** Opening Provided text block **

2024 Spring Short Course with Polly Young-Eisendrath, PhD: Projective Identification


Online registration is now closed. Please reach out to Gerri Oppedisano (goppedis@comcast.net) if you would still like to attend.

First described by Melanie Klein and Carl Jung (participation mystique or the infection by another’s unconscious), then elaborated by Wilfred Bion, and later applied by Thomas Ogden, the idea of “projective identification” seems abstract to many therapeutic clinicians. This course will clarify it and introduce some applications in clinical practice with individuals and couples.

Whether or not you are familiar with the term, you are affected by projective identification every day in your relationships, especially your therapeutic and family ones. It happens when you are interacting with family, patients, friends, and strangers when you feel emotionally kidnapped or “controlled” by another’s needs or dynamics. Projective identification is a psychological process that includes or consists of any of the following: a type of defense, a mode of unconscious emotional communication, a form of implicit communication, or an opening to psychological development. In all these cases, the “sender” attempts to get the “receiver” to feel/experience the sender’s psychological or emotional reality.

This class will be a short introduction to the concept and will include didactic and experiential teachings. We will watch some video clips from movies and a videoed couple and talk about both the seductive (falling in love, idealization/splitting) and destructive (attacks, disengagements, threats) aspects of projective identification as well as transforming the problems of chronic projective identification in therapeutic dyads and couples.

Preparatory readings:

  • Modell, Arnold (1996) Other Times, Other Realities: Towards a Theory of Psychoanalytic Treatment Chapter 3 “Transference and Levels of Reality” (pp 44-59)
  • Guralnik O “Complaining about your partner? It might be you”. Washington Post Feb 13, 2023. https://www.washingtonpost.com/wellness/2023/02/13/projection-relationships-conflict-management/
  • Pieniadz J, and Young-Eisendrath P (2022) Dialogue Therapy for Couples and Real Dialogue for Opposing Sides Chapter 2 (pp 33-47) “Increasing Trust” and Chapter 3 “Projective Identification” (pp 48-58)

Polly Young-Eisendrath, Ph.D., is a psychologist, writer, speaker, and Jungian psychoanalyst who has published 19 books including, The Self-Esteem Trap: Raising Confident and Compassionate Kids in an Age of Self-Importance (2009) and Love Between Equals: Relationship as a Spiritual Path (2019). She is the co-author, with Jean Pieniadz, Ph.D., of Dialogue Therapy for Couples and Real Dialogue for Opposing Sides: Methods Based on Psychoanalysis and Mindfulness (2019). She co-hosts the popular podcast (on all podcast networks) “Waking Up Is Not Enough: Flourishing in the Human Space” that provides a fresh look at waking up within the larger requirements of human growth and development. She is a lifelong Buddhist practitioner and a Mindfulness teacher.

** Closing Provided text block **
** Opening Record set block **

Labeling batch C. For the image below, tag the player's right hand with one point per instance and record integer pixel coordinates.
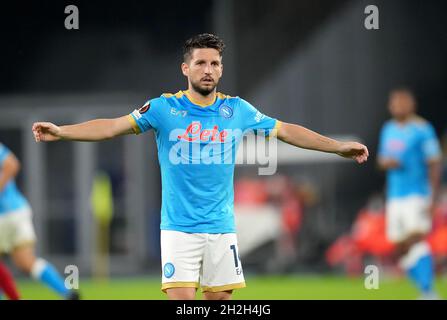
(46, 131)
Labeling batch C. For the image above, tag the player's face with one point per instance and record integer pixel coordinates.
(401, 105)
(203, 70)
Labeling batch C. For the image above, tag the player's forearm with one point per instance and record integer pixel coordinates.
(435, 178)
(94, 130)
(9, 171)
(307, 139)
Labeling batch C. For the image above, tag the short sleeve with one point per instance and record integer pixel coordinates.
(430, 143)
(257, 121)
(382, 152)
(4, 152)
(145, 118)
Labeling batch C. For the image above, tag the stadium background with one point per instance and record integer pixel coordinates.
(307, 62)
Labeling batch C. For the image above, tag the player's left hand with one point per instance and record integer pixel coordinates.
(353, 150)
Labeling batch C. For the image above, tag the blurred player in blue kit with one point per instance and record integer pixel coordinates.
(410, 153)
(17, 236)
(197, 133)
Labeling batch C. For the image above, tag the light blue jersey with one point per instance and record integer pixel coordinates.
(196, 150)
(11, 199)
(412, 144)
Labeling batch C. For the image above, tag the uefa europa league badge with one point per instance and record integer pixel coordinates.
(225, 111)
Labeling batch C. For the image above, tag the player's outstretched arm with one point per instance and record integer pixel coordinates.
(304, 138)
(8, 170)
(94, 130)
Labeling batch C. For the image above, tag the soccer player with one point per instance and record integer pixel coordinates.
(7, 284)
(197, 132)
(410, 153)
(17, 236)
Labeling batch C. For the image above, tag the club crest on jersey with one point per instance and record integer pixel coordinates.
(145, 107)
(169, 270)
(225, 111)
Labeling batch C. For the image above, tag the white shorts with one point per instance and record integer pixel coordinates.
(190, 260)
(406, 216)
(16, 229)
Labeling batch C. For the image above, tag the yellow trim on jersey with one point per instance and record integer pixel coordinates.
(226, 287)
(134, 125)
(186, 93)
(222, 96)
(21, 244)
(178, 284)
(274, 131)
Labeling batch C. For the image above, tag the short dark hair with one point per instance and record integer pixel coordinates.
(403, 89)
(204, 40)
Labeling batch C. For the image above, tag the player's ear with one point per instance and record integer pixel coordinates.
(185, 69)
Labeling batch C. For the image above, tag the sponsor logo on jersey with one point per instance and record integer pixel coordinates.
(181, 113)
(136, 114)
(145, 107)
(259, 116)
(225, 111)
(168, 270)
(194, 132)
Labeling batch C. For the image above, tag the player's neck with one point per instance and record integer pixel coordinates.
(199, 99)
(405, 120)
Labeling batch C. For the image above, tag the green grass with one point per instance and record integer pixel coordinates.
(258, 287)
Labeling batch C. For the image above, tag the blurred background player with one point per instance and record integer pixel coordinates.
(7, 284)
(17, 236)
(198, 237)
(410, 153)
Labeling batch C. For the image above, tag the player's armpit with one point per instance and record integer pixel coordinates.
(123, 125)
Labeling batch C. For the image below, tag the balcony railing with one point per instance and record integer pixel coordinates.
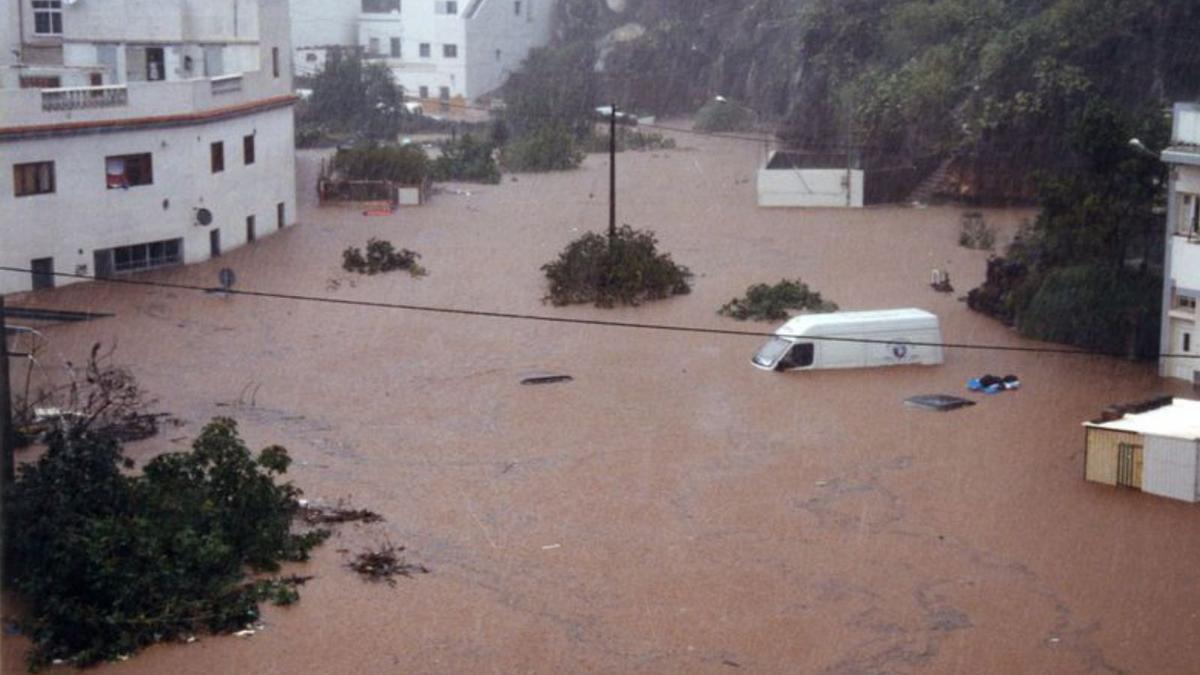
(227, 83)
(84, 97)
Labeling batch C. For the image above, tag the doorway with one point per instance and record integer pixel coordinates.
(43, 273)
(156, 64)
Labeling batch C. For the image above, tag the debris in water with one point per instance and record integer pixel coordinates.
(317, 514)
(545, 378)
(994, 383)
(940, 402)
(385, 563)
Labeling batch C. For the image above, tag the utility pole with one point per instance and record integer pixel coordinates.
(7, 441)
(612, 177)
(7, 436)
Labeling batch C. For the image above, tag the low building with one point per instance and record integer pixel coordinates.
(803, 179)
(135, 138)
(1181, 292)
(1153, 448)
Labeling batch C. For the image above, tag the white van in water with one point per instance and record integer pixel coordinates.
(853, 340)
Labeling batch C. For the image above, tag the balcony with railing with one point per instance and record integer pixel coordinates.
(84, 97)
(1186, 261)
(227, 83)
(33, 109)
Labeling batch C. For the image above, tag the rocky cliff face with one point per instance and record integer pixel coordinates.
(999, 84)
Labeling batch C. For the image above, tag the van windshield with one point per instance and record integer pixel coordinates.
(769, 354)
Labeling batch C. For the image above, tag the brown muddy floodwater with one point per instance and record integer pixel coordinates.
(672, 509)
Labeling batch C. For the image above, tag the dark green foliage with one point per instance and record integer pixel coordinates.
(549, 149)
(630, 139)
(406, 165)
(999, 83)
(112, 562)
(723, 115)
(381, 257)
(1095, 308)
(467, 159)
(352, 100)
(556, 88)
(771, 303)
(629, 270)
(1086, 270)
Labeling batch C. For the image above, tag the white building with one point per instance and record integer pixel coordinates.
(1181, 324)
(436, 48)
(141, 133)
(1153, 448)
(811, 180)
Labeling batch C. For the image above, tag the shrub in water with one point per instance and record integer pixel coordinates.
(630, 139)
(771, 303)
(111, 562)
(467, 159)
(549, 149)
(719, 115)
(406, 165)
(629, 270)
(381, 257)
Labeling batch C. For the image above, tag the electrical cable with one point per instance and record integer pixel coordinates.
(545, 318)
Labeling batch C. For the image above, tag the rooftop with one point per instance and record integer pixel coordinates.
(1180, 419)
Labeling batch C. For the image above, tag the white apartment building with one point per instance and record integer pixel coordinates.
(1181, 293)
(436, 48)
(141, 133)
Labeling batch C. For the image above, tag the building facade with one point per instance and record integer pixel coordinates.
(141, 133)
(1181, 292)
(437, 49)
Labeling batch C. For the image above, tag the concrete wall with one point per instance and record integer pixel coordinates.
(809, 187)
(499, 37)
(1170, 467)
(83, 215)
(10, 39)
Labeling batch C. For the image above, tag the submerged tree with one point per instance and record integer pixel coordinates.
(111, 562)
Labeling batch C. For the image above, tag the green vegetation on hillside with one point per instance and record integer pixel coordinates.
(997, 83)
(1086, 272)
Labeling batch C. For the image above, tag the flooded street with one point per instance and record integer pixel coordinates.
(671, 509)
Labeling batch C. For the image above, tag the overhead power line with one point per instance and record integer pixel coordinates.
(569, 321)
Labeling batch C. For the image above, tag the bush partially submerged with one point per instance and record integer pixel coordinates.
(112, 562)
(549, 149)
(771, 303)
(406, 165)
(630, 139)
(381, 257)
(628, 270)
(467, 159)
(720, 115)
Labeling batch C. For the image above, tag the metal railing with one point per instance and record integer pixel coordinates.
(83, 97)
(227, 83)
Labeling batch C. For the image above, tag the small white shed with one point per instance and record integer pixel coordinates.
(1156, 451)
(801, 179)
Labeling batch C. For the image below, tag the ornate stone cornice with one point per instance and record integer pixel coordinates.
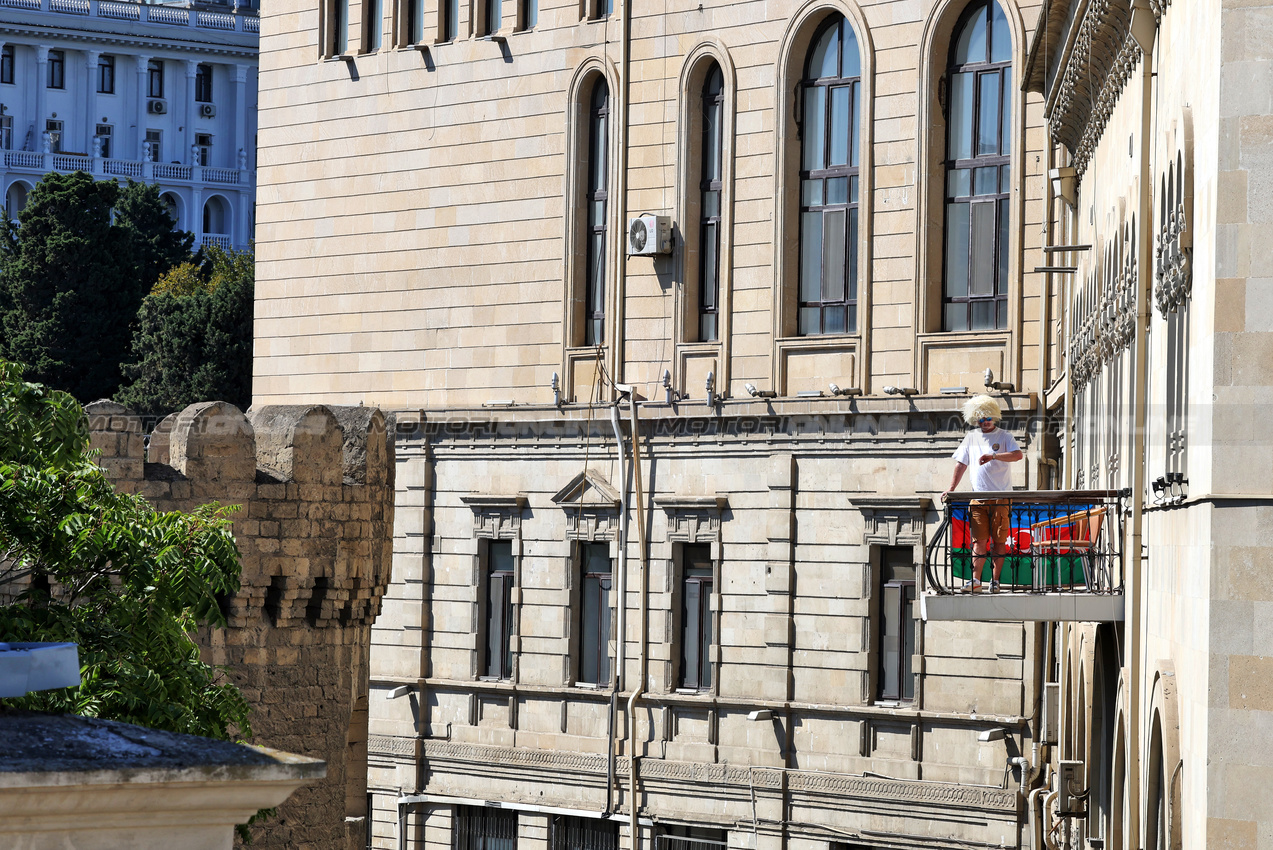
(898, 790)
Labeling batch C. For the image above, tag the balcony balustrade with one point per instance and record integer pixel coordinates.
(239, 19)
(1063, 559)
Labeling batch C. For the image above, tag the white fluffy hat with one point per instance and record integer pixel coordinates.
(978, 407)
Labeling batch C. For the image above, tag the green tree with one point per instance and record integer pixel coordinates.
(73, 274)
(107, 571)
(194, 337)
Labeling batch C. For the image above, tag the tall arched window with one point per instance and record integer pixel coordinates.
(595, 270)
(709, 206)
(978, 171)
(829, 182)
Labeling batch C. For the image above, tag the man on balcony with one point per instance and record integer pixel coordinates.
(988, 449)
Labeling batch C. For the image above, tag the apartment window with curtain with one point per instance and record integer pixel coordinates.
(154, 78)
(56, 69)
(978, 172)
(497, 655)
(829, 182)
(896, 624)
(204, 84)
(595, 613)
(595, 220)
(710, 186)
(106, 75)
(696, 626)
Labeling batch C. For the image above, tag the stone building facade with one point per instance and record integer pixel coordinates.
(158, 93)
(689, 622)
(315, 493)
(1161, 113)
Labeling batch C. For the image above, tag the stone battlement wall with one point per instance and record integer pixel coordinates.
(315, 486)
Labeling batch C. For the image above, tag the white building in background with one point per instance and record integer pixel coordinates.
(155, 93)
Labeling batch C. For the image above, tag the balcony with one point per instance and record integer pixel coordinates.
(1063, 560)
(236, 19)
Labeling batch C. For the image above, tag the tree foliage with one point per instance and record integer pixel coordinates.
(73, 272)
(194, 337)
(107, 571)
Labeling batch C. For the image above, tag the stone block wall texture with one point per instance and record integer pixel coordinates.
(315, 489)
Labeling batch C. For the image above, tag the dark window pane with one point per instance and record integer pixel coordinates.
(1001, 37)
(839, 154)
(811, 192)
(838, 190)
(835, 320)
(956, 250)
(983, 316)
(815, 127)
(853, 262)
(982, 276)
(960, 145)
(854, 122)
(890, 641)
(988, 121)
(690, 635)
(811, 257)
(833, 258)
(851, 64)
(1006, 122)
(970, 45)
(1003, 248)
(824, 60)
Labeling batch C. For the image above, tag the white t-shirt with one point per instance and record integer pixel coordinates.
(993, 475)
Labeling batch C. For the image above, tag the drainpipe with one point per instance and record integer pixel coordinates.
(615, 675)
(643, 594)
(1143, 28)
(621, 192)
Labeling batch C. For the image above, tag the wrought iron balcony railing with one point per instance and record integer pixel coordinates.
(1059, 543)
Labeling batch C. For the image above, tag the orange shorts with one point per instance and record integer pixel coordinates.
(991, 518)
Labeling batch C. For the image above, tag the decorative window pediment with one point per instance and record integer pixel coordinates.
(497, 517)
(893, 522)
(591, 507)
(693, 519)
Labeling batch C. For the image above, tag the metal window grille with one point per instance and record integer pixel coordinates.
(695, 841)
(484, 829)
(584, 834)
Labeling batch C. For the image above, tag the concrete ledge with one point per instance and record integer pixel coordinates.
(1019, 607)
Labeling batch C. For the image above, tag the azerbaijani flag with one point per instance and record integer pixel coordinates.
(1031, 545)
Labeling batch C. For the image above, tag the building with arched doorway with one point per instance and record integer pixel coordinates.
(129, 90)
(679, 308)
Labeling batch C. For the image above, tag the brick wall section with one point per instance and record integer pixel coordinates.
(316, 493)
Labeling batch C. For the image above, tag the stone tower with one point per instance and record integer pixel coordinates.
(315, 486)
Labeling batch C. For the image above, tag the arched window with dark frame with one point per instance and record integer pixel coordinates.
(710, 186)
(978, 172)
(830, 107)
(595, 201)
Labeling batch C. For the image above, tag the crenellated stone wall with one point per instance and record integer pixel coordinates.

** Closing Record set block **

§ Work instructions
• a. Does each statement agree with the course description? Answer yes or no, and quote the deciding words.
(i) Online registration for the course is still open.
(ii) The class will include video clips from movies.
(iii) Polly Young-Eisendrath has published 12 books.
• b. Answer these from the course description:
(i) Who elaborated the idea of projective identification after Melanie Klein and Carl Jung first described it?
(ii) Which pages does Modell's Chapter 3, "Transference and Levels of Reality," cover?
(iii) What is the name of the podcast Polly Young-Eisendrath co-hosts?
Leave the records aside; they have no part in this.

§ Per-task answers
• a.
(i) No: "Online registration is now closed."
(ii) Yes: "We will watch some video clips from movies and a videoed couple"
(iii) No: "has published 19 books"

• b.
(i) Wilfred Bion
(ii) pp 44-59
(iii) "Waking Up Is Not Enough: Flourishing in the Human Space"